## DETALHES DA TAREFA
Dê continuidade ao texto sobre o valor do salário mínimo, começando logo depois da última frase.

## TRECHO DO DOCUMENTO
···

Desde que a unificação entrou em vigor, Daniela resume que houve uma corrosão do valor nos primeiros até a implantação do Plano Real em 1994 e uma recuperação gradual deste então. Entretanto, as perdas já eram contrastantes. “Entre 1996 e 2002, os reajustes não se basearam em critérios objetivos. Nesse período, o valor real foi reduzido para apenas 30% do valor em julho de 1940. A evolução entre março de 2002 e janeiro de 2019 mostra que o poder aquisitivo teve um aumento de 78,61%”, completou.

Dieese aponta defasagem no valor do salário mínimo

Entre os estudos realizados mensalmente pelo Dieese, está o cálculo do salário mínimo necessário para o trabalhador no determinado período. O apontamento considera para o estudo o custo de vida e o quanto seria suficiente para suprir as despesas de uma família de quatro pessoas por residência, sendo dois adultos e duas crianças. No último cálculo realizado, o Dieese apontou que o salário mínimo necessário seria de R$ 6.832,20, ou seja, 4,84 vezes maior que os atuais R$ 1.412,00.

···

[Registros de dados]
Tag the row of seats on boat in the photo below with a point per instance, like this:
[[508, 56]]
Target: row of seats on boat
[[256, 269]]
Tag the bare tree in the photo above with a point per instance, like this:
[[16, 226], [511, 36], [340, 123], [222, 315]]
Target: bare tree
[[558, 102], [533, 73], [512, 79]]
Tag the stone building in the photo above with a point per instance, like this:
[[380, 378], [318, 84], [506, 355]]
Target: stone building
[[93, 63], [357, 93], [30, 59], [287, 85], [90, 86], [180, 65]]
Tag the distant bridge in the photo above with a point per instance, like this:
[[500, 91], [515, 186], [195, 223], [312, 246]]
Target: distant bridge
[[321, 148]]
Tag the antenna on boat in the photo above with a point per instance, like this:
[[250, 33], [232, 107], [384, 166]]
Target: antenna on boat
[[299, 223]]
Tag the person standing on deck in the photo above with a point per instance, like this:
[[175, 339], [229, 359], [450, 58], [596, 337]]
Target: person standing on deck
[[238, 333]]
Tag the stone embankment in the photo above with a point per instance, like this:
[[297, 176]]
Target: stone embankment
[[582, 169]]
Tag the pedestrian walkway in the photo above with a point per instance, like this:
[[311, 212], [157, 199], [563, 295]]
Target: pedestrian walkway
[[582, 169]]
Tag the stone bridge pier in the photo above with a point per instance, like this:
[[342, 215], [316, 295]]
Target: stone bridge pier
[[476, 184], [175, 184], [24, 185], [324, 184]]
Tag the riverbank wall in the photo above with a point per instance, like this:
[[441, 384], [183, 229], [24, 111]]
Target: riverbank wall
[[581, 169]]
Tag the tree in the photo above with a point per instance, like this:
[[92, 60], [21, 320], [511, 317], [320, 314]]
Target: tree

···

## RESPOSTA ESCRITA
“Precisamos resolver a questão distributiva. Nesse sentido, é fundamental a recuperação da renda. Considerando as imensas desigualdades e a pobreza que, infelizmente, ainda caracterizam a sociedade brasileira, o debate e a luta por uma política consistente, permanente e sustentável de recuperação de seu poder de compra constitui um dos pilares da política social no país”, prosseguiu a economista do Dieese.

Segundo ela, o salário mínimo serve de referência para cerca de 60 milhões de brasileiros, entre assalariados, aposentados, pensionistas, trabalhadores domésticos e autônomos. “O aumento real ameniza ao trazer uma melhora do poder de compra, garantindo acesso a itens básicos como a alimentação. A inflação não é um fenômeno neutro. Há perdedores e ganhadores e o governo, através de suas ações e escolhas politicas para enfrentar o problema, decide quem vai ganhar ou vai perder. Por isso é vital a retomada da politica de valorização do salário mínimo”, destacou.

Por outro lado, o economista e professor da PUCRS Gustavo Moraes aponta que o estudo apresenta problemas metodológicos se considerados no atual contexto de sociedade. Ele cita que a condição familiar utilizada para embasar o cálculo está cada vez menos frequente no Brasil. “Nós temos um envelhecimento da população. Nós temos famílias que reduziram, algumas com filhos únicos. Hoje a média de habitantes por domicílio é melhor. Esse número é praticamente o orçamento de classe média alta. Acredito que existe uma desatualização do conceito para o cálculo”, ressaltou o professor.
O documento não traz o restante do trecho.